[Records from a dataset]

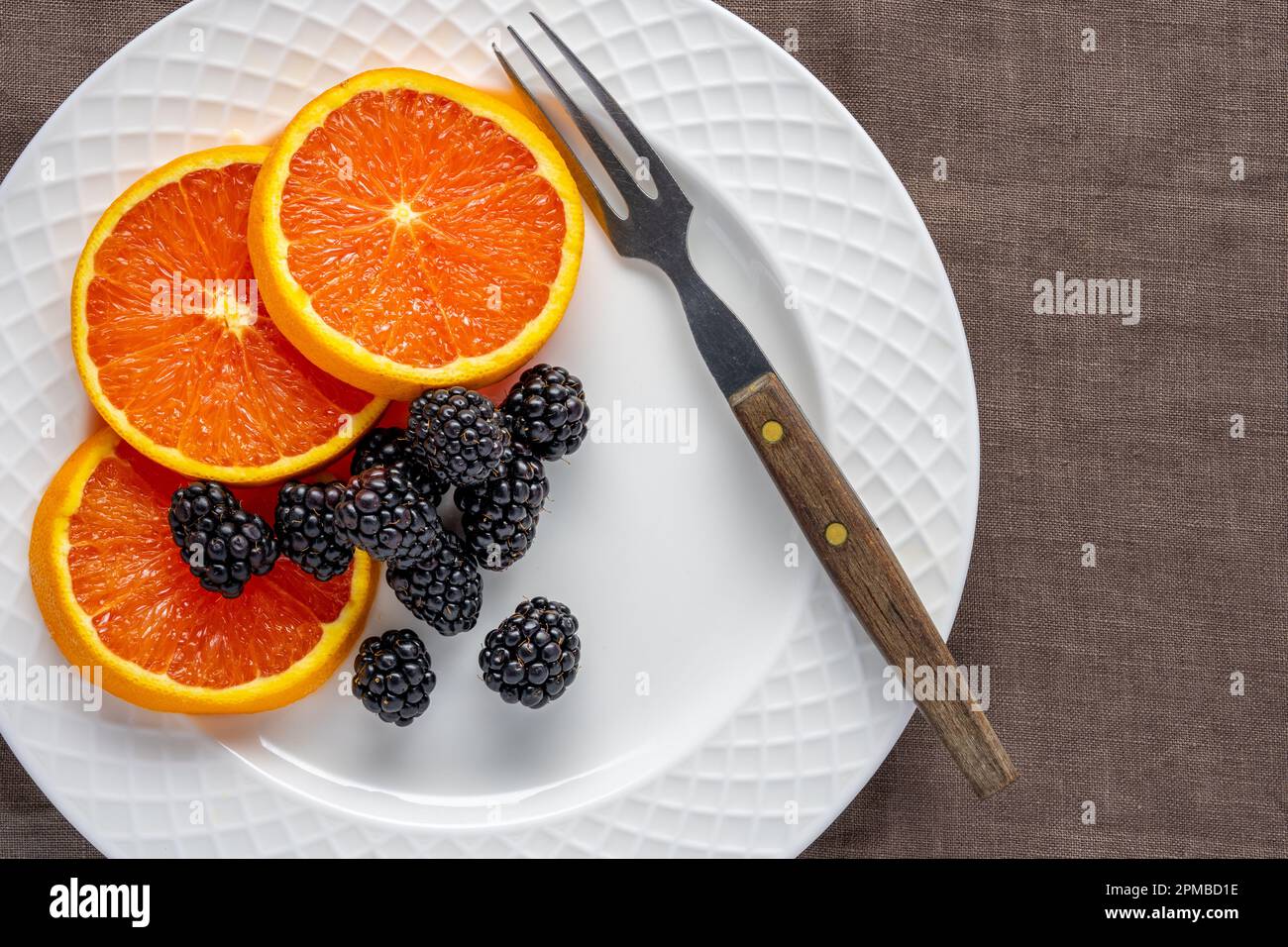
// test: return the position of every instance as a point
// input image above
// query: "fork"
(833, 519)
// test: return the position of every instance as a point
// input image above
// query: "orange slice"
(172, 342)
(410, 232)
(115, 594)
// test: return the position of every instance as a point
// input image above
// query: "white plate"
(728, 703)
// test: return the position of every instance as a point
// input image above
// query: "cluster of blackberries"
(490, 462)
(456, 441)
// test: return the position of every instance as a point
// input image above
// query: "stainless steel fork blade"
(842, 534)
(655, 230)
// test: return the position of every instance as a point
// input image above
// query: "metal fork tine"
(599, 145)
(581, 166)
(657, 169)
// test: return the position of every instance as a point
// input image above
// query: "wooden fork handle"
(866, 570)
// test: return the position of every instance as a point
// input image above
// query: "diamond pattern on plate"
(883, 326)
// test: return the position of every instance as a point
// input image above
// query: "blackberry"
(500, 517)
(459, 434)
(445, 590)
(304, 523)
(222, 544)
(389, 447)
(532, 657)
(381, 514)
(546, 411)
(201, 502)
(391, 677)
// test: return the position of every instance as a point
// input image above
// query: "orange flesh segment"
(420, 230)
(146, 605)
(204, 369)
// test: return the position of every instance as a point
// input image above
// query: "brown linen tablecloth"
(1109, 684)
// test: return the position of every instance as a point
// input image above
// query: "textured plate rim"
(970, 416)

__What you will do__: Write out all of the records above again, word for word, with the pictures left out.

__The solution__:
// test: return the position of every instance as a point
// input image above
// query: "fork"
(833, 519)
// test: return the position of every instance as a point
// input image above
// query: "orange slice"
(172, 342)
(410, 232)
(115, 594)
// test: return the position of every instance as a point
// input image above
// query: "white plate"
(728, 703)
// test: return the position of every instance as a point
// input image above
// query: "cluster of blackberries"
(490, 462)
(456, 441)
// test: return the position of every instance as a point
// input image above
// query: "stainless steel fork blade"
(842, 534)
(655, 230)
// test: return the position of every instance as a point
// input image above
// query: "metal fork tine"
(599, 145)
(581, 166)
(657, 169)
// test: return the position of every instance as a point
// input image above
// query: "wooden fork handle"
(866, 570)
// test: return the position of every instance as a point
// input image above
// query: "diamond pattern on plate"
(883, 326)
// test: return the position of every instance as a point
// input image above
// query: "blackberry"
(500, 517)
(459, 434)
(445, 590)
(304, 523)
(222, 544)
(389, 447)
(532, 657)
(381, 514)
(546, 411)
(201, 502)
(391, 677)
// test: return the position of every instance as a point
// input image above
// query: "orange flesh segment"
(420, 230)
(146, 605)
(204, 369)
// test: return the position of every instance as a point
// input image above
// query: "brown linen tablecloth"
(1109, 684)
// test: return the position of every instance as a point
// input image above
// query: "textured plate rim"
(970, 416)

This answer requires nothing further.